(Natural-language object grounding data)

- - - - - - -

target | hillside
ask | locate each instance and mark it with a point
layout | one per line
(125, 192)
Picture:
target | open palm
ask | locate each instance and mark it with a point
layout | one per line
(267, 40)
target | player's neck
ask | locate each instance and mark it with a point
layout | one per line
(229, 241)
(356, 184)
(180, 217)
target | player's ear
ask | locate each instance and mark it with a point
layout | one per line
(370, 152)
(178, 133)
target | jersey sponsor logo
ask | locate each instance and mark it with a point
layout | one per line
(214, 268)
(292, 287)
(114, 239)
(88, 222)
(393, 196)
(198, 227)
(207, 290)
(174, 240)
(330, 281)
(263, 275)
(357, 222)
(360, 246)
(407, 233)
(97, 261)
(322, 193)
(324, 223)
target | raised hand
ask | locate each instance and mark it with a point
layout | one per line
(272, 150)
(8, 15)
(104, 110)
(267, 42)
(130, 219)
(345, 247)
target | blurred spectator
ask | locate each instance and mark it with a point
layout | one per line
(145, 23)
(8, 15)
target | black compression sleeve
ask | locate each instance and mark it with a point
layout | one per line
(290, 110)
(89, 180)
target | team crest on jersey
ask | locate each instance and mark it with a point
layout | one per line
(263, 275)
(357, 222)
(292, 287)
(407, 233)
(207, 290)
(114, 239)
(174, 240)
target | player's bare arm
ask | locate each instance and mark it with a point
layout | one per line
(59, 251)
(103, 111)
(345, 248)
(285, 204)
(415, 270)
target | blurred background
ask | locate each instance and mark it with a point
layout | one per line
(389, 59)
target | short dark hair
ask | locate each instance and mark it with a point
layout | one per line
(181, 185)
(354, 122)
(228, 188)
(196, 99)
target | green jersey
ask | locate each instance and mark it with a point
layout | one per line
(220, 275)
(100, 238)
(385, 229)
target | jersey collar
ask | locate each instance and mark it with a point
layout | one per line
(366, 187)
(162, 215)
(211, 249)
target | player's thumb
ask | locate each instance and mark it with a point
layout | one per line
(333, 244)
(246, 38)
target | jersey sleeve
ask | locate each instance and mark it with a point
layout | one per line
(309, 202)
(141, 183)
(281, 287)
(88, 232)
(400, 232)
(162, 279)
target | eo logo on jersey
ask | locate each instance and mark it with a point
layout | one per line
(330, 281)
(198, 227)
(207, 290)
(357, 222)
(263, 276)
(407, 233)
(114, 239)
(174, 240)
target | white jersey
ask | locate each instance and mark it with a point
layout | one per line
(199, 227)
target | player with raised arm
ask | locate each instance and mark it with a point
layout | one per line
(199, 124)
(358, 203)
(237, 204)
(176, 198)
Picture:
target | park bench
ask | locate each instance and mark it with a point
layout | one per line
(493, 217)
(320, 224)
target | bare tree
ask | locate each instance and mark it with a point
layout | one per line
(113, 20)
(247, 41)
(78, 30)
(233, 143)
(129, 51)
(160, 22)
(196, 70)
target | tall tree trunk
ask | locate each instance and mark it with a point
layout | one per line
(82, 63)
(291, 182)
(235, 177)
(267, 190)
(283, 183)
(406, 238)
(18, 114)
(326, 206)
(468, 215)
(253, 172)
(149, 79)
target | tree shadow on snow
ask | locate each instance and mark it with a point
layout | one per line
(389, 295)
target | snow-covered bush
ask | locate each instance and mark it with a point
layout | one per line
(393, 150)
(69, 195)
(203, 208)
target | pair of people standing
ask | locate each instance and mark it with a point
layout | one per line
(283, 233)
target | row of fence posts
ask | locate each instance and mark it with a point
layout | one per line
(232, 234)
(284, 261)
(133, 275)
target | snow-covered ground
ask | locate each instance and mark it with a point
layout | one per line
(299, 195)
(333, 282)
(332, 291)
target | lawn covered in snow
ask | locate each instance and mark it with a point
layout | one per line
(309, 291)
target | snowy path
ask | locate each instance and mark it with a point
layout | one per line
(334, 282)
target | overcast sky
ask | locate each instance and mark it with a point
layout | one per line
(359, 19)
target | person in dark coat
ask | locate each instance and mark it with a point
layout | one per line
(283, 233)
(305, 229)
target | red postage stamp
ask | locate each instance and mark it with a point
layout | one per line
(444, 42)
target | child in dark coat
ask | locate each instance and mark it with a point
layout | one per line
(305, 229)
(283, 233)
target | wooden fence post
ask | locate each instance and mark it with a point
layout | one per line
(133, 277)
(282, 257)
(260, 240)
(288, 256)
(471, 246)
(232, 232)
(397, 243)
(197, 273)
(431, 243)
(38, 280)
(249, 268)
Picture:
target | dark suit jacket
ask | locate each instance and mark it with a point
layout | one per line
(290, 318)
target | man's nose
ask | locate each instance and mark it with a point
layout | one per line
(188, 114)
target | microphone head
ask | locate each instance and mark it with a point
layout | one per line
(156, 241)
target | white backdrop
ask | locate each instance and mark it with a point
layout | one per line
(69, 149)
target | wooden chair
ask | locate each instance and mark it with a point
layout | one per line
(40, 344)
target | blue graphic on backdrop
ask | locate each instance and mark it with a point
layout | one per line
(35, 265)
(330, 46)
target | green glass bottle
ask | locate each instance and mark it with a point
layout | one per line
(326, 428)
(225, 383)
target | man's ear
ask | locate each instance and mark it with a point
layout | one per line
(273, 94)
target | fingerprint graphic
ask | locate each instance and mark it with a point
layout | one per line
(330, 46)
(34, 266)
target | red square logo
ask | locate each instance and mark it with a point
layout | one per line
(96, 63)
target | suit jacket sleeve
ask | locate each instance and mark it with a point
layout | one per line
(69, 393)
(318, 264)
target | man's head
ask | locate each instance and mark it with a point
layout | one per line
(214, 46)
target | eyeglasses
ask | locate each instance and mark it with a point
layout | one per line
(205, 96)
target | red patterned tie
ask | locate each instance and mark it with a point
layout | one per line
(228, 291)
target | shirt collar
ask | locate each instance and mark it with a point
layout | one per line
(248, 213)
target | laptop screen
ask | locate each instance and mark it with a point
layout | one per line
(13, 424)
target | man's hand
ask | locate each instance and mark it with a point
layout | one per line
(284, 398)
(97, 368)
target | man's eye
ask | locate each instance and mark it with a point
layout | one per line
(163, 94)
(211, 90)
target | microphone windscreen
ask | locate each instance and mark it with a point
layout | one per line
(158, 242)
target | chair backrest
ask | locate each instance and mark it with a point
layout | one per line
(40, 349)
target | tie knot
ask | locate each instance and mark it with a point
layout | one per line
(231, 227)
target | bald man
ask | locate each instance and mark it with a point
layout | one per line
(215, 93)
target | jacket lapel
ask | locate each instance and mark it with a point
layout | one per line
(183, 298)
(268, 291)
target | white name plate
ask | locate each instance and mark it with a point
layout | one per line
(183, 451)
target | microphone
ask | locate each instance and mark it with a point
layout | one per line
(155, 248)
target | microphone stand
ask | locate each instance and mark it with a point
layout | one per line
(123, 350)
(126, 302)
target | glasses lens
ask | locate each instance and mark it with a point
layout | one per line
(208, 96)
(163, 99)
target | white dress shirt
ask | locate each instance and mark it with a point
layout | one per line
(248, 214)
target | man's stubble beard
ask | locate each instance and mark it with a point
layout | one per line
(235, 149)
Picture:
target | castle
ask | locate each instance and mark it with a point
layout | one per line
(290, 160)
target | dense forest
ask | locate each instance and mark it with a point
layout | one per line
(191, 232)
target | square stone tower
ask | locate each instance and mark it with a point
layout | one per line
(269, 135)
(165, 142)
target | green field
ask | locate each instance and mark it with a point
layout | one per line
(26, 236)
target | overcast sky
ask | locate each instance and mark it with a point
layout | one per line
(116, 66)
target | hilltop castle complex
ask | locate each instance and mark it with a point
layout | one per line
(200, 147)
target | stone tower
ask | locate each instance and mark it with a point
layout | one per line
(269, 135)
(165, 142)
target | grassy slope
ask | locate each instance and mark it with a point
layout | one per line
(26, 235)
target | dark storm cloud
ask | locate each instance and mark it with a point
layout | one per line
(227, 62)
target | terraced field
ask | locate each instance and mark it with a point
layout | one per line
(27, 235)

- - - - - - -

Only lines that include "tower" belong in the answer; return them from the entries above.

PROBLEM SOLUTION –
target | square stone tower
target | stone tower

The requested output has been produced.